◆ WHAT IS BEING ASKED:
Each line of the records below that includes "parked" adds one to the count; state the final count by itself.

Records from a collection
##############################

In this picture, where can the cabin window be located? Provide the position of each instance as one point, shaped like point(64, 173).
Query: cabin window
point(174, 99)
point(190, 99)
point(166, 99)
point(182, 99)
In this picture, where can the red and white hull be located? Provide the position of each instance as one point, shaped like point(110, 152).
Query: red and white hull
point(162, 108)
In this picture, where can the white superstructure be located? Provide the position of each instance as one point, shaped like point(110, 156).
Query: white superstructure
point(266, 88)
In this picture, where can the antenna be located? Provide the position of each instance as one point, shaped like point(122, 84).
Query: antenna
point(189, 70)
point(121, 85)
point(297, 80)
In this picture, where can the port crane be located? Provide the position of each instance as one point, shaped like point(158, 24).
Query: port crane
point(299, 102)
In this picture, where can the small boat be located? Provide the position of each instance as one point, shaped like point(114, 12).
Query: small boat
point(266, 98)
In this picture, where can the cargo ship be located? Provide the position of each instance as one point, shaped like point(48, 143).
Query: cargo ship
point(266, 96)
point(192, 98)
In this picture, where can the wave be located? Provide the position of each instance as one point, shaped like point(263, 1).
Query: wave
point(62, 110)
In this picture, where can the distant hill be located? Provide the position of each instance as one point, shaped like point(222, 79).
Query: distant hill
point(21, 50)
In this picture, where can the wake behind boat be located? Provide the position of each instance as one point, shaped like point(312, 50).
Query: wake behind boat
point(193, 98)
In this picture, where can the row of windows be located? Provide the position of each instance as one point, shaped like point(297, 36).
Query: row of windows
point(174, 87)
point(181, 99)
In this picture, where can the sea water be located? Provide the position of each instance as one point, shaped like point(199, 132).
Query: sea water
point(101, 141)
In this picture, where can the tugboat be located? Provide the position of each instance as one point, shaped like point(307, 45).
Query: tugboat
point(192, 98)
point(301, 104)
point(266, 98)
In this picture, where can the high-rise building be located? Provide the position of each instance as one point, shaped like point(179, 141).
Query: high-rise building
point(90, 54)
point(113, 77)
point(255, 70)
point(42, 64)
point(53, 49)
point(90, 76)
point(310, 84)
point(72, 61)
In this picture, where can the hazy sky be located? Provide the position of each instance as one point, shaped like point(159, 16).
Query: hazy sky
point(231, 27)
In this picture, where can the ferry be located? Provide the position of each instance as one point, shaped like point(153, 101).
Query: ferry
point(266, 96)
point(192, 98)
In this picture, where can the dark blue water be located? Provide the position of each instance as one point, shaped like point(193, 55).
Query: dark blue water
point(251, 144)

##############################

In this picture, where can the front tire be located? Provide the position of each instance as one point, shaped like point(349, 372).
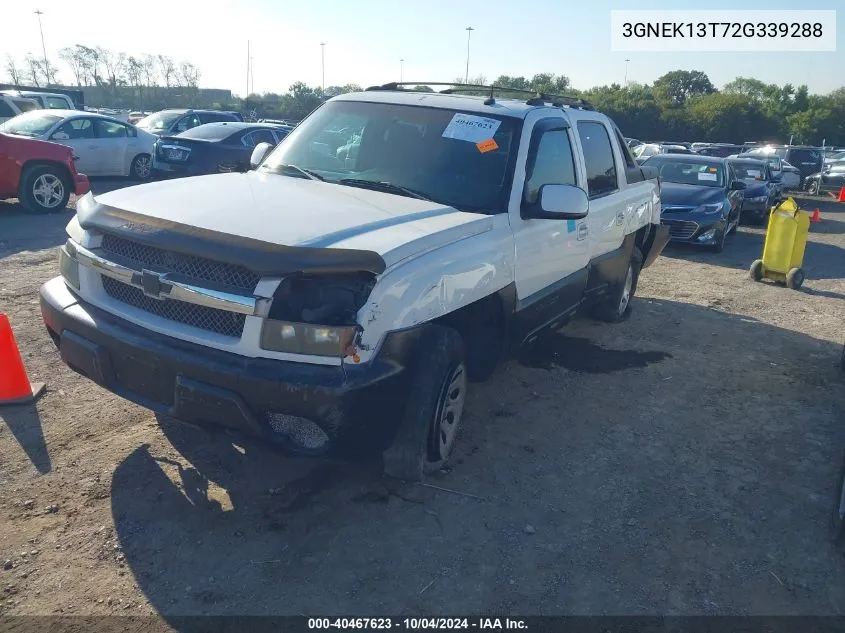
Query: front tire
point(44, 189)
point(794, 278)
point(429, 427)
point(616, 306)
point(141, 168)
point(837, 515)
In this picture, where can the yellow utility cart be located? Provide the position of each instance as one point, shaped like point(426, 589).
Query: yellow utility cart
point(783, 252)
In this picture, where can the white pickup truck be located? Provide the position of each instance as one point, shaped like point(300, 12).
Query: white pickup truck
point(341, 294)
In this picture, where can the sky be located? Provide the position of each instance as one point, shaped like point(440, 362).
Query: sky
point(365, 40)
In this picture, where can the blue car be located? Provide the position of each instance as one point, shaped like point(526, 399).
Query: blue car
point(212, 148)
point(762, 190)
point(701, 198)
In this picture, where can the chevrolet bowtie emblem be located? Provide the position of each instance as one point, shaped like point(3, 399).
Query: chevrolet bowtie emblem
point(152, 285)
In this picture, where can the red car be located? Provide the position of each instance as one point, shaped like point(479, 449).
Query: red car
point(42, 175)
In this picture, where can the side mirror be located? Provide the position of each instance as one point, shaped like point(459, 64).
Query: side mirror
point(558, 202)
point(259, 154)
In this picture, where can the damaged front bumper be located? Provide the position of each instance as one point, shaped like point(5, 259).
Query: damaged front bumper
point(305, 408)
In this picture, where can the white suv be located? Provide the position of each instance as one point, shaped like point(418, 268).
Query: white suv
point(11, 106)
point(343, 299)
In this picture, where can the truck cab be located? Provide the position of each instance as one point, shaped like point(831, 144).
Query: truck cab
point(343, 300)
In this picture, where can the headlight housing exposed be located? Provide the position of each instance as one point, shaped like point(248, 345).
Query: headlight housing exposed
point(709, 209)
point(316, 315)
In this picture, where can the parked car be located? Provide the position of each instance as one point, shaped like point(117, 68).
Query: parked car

##############################

◆ SOLUTION TO THIS EXERCISE:
2